### Try it
Could you reproduce the material below exactly, from the line containing "# mark one dot per instance, written like column 34, row" through its last line, and leave out everything else?

== == ==

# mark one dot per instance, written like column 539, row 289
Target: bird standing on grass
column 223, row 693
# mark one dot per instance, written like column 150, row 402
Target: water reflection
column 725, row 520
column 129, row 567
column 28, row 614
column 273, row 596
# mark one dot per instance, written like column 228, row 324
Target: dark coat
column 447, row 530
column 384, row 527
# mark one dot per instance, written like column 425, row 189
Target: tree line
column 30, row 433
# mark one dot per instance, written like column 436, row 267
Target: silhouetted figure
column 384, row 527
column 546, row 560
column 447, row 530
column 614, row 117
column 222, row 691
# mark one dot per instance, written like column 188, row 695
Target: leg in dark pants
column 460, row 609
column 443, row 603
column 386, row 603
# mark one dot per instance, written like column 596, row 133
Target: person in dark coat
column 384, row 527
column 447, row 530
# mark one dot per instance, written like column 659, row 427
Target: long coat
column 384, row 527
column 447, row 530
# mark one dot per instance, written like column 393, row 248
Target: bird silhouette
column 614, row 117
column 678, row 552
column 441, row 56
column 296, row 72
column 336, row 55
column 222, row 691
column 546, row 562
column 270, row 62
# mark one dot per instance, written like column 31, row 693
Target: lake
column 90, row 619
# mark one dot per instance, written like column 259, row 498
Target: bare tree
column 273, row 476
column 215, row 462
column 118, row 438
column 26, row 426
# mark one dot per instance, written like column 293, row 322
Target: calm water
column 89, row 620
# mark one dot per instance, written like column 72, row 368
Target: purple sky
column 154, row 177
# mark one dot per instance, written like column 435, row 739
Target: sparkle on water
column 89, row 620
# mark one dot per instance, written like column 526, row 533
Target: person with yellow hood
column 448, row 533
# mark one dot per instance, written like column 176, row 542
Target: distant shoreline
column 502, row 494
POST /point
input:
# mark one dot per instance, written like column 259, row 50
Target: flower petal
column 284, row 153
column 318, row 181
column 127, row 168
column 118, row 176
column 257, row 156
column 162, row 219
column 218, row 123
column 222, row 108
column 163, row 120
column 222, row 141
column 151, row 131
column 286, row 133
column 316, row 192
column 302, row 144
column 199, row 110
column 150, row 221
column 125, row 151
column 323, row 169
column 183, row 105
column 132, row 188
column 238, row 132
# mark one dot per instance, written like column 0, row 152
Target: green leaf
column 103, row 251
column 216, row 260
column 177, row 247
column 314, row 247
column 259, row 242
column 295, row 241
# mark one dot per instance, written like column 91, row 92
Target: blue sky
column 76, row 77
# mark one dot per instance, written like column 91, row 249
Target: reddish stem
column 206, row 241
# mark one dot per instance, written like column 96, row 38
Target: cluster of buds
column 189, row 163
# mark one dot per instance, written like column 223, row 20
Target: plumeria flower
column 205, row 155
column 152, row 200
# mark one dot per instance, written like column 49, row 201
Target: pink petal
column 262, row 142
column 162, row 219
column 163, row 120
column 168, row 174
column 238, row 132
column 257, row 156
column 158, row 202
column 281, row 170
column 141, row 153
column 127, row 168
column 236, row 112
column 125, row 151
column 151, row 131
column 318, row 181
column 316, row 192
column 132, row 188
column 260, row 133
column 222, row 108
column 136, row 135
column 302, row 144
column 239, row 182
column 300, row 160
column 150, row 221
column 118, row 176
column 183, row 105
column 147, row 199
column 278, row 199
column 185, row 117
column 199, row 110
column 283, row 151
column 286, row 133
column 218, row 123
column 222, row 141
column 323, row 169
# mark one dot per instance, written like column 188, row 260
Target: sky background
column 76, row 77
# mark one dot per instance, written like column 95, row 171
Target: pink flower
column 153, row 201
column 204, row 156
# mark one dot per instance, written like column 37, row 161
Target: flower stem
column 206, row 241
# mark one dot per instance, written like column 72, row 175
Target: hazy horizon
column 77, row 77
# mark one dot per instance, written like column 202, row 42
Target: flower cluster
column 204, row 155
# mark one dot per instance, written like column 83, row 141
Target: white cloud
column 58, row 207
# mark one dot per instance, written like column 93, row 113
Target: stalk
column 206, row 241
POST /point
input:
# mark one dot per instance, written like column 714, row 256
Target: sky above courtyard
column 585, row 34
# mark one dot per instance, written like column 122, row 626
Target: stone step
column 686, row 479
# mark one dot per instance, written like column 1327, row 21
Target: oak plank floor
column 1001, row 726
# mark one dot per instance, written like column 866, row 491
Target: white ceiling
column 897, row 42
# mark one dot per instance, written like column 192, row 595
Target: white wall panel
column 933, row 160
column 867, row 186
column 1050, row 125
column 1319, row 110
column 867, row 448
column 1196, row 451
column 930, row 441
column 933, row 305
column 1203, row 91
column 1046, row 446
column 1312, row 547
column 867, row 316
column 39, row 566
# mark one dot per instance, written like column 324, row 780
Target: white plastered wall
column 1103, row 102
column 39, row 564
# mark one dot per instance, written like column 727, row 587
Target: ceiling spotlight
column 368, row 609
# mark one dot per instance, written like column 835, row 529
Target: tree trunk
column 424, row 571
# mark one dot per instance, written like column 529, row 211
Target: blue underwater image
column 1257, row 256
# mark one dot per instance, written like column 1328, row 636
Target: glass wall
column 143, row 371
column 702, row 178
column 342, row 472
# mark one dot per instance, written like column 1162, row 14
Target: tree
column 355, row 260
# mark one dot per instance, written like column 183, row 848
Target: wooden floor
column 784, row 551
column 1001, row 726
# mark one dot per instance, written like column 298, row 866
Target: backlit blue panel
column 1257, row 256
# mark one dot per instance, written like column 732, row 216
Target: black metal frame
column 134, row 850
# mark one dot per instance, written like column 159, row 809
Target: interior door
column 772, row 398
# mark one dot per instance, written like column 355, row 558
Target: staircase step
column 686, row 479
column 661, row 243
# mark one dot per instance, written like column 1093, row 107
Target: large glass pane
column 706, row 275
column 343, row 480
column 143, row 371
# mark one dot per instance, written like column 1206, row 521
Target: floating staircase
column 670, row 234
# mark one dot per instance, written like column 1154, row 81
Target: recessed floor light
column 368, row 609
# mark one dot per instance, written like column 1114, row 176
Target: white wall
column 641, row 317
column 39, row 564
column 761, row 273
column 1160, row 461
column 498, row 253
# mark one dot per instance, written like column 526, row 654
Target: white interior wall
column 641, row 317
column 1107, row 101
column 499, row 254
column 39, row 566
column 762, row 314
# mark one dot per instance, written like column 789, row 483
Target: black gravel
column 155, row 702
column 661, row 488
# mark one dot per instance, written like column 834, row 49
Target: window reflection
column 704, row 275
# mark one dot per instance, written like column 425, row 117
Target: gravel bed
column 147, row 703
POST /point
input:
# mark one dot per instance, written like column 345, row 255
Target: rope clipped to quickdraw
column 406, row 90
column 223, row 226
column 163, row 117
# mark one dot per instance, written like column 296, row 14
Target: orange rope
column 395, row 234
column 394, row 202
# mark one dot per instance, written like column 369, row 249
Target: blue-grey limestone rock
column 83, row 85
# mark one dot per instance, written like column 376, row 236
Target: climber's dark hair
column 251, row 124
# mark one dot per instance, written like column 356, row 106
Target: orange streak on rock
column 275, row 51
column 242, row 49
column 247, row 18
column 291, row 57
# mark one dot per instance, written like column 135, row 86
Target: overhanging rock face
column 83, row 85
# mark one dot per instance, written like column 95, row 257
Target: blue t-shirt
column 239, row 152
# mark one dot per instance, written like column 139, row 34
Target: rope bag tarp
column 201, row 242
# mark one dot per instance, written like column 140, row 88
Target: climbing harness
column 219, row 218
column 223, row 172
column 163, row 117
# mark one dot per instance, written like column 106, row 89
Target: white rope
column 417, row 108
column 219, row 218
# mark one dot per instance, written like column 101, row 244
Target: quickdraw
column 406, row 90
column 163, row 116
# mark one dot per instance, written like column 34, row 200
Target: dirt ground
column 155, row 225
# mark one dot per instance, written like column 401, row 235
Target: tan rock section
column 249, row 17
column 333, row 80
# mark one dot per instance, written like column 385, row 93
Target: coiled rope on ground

== == ==

### Answer for the task
# mark one dot per instance, written like column 34, row 200
Target: dirt ground
column 155, row 225
# mark one dot per instance, written like column 401, row 235
Target: tan rock section
column 249, row 17
column 333, row 80
# mark one dot per instance, written like column 385, row 93
Target: coiled rope on ground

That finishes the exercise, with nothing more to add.